[START]
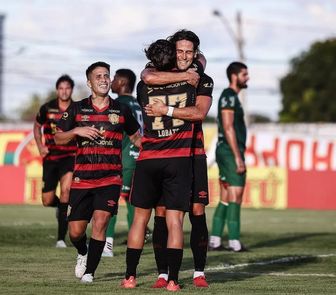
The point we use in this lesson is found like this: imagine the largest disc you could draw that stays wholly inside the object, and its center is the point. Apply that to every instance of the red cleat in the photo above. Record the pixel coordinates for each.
(129, 283)
(172, 286)
(200, 282)
(160, 283)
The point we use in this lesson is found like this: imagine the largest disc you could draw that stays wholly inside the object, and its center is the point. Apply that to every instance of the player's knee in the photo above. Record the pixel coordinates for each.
(198, 209)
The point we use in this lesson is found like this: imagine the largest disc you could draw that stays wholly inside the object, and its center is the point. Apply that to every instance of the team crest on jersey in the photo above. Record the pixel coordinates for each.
(65, 116)
(114, 118)
(85, 118)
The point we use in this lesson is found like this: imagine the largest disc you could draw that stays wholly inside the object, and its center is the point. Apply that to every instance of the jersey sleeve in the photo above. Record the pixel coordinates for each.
(41, 116)
(68, 119)
(131, 124)
(205, 86)
(227, 101)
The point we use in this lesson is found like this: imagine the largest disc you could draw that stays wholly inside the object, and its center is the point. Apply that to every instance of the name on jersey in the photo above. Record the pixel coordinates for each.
(102, 142)
(167, 132)
(174, 85)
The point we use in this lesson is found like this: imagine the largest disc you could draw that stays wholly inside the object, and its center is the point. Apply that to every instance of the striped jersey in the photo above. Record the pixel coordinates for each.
(48, 116)
(98, 162)
(166, 137)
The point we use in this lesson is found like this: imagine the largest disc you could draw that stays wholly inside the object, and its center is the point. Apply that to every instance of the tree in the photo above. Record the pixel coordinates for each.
(309, 89)
(28, 113)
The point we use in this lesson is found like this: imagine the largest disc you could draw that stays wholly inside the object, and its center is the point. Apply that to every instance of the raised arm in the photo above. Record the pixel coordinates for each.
(43, 150)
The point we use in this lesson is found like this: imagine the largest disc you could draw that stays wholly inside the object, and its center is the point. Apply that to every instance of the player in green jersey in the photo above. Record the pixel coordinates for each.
(230, 159)
(123, 84)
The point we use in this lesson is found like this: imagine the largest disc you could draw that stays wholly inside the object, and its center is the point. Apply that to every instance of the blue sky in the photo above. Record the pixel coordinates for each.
(44, 39)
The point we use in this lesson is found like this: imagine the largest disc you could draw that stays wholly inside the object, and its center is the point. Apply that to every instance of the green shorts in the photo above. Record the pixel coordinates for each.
(227, 167)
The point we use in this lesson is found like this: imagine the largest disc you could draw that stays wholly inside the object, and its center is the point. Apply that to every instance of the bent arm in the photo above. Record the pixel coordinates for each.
(192, 113)
(66, 136)
(136, 139)
(43, 150)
[END]
▸ WHAT THE EXERCISE ASKS
Quote in full the listing given above; the images are to be left out.

▸ OUTPUT BELOW
The point we use in this lesson is found like this: imagine the largest disc you could draw that stays wholly inside the object, and its center is the point. Apply that to every instance of the red cleat in the photo above. Record the pixel coordinates for each.
(129, 283)
(172, 286)
(200, 282)
(160, 283)
The point we use in this lesson is found like this: imagine the largest disc you could draw that stays wholly inside the object, and its center is the point. Apply that to every instance of the player's knee in the photo above. Record the pixel coordinates for each.
(198, 209)
The point we use in this lesson is found like this: imagine the largest disc you could draw that stays wholly inside the object, and its center is the point. Apply that to every instance of the team crest on jersey in the photo above. Record the pixel coordinates for each.
(65, 116)
(114, 118)
(85, 118)
The point we use in this lesson is found like this: imagine the largest disc you could draw that stays wholly inside the object, and its center is the point. Apply that to every instance of the jersey sleeve in the photo above. Record the pixel coordinates for each.
(41, 116)
(68, 119)
(131, 124)
(205, 86)
(227, 101)
The point we use in this lesson is found like this: imagine the largest disc you could draw that stays wholly inside the object, and its center is the point. Apply that to every instance of the name on jersey in the photo above. Record the pixel coordinates for each.
(102, 142)
(167, 132)
(174, 85)
The point we use in this lesson is found like this: imagine the largest disc you could draw that stays wholly inside the object, and its center is the point. Apply that to every instance of the striped jersey in the photo above. Record the pixel coordinates for each.
(48, 116)
(98, 162)
(166, 137)
The point we use in this lesson is found like this: imagine the largest disc you could draw that stays wholly inside the object, and its center is the point. Apply that to every instance of the tree in the photo above. Record the pixel coordinates for each.
(309, 89)
(28, 113)
The point we use in this lesson is found like this: imagine the largest disc you could draw that stays wholly inside the object, and its center is the point. Apply that to every instance of the raised arm in the photo above. Record the pixel coordinates for each.
(43, 150)
The point we use in this lesson is found like this: imagine the largest disc you could draw that stays wholly inside the object, and its center is the point. Apply that to every instance of the player in green jersey in the photo above. Record the pixel coordinates for each.
(230, 159)
(123, 84)
The point we use in this lesson is found like this: imagine the largest disc you could draw that stays wholly inside the object, and its center is the point. Apply that to every instance of the blue sky in the photo above. Record the pixel coordinates for each.
(44, 39)
The point we use in this lesson is found like this: imagine the largest disc you could draw that stays wholly inside the object, and its center is the point. Apply that to every instance of the green shorts in the photo above. Record the pixel coordinates for each.
(227, 167)
The point we use in this lesson is found like this: imagine the largest disc you could draw that stays wholly inside the object, and its center is the point. Apply that to every instance of the bent arm in the photo above. Record the pixel coordinates for each.
(192, 113)
(66, 136)
(136, 139)
(43, 150)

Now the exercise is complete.